— Directions —
• A. According to the Paul DeBach article, in what year did he retire from the Citrus Experiment Station at Riverside?
• B. Pull out the part of the Paul DeBach article from "DeBach was born" up to and including "retirement in 1983.", word for word.

═══ Provided text

= Paul DeBach =

American entomologist

Paul Hevener DeBach (December 28, 1914 – February 15, 1992) was an American entomologist who was a specialist on biological control. He wrote the influential book Biological Control by Natural Enemies first published in 1974 which went through several editions and helped in the development of the field of biological control.

DeBach was born in Miles City, Montana but grew up in Southern California after his parents moved there. He went to Fairfax High School in Hollywood and then went to University of California, Los Angeles. After majoring in entomology he received a BA in 1938. He continued studies at Riverside in the Citrus Experiment Station under Harry Scott Smith and received a Ph.D. in 1940 on biological control. He joined the US Public Health Service in 1942 as an entomologist in the malaria control effort and later joined the US Department of Agriculture working on the control of the white fringed beetle. He returned to the Citrus Experiment Station at Riverside after World War II and worked there until retirement in 1983.

DeBach was among the first entomologists to begin formal courses in biological control and wrote the first major textbook that defined the field, Biological Control by Natural Enemies (1974), a second edition of which was written along with David Rosen. He attempted to provide theoretical bases for the evaluation and choice of biological control agents. He was involved in measures to control the wooly whitefly in southern California in the 1970s using parasitic wasps. Similar work was carried out for the control. In the course of his use of parasitic wasps, he also worked on the taxonomy of the genus Aphytis. DeBach introduced the "Check method" which compares the effect of biological control agents against insecticide-based control and examined ecological issues involved in the establishment of biological control agents. DeBach edited a major work on the Biological Control of Insect Pests and Weeds (1964) and was involved in numerous international collaborations involved in pest management.

══════
═══ Entries provided

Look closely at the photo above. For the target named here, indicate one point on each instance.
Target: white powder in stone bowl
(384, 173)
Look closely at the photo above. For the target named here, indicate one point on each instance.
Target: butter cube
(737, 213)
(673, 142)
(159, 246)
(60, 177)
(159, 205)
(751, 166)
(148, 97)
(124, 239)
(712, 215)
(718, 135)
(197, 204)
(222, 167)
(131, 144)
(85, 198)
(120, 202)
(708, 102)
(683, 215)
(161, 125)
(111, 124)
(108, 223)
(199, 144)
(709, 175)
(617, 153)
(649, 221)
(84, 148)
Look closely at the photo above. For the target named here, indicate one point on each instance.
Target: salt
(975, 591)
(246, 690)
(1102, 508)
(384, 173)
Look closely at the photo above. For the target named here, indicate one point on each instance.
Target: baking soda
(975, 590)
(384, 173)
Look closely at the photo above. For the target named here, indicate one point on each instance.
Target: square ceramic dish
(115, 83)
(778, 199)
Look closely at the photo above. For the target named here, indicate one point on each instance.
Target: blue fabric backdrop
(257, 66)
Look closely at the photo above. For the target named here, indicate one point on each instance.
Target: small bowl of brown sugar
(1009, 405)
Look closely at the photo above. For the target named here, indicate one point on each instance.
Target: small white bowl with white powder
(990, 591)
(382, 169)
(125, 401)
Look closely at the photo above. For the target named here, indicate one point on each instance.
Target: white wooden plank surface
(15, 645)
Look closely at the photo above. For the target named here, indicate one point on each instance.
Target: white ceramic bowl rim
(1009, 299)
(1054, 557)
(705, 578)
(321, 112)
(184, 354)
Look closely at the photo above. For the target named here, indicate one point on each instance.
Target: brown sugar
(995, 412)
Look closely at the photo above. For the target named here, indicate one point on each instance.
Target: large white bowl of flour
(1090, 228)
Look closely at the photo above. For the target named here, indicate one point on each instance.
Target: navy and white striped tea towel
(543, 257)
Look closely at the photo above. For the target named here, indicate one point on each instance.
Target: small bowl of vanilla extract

══════

— Answers for the tasks —
• A. 1983

• B.
DeBach was born in Miles City, Montana but grew up in Southern California after his parents moved there. He went to Fairfax High School in Hollywood and then went to University of California, Los Angeles. After majoring in entomology he received a BA in 1938. He continued studies at Riverside in the Citrus Experiment Station under Harry Scott Smith and received a Ph.D. in 1940 on biological control. He joined the US Public Health Service in 1942 as an entomologist in the malaria control effort and later joined the US Department of Agriculture working on the control of the white fringed beetle. He returned to the Citrus Experiment Station at Riverside after World War II and worked there until retirement in 1983.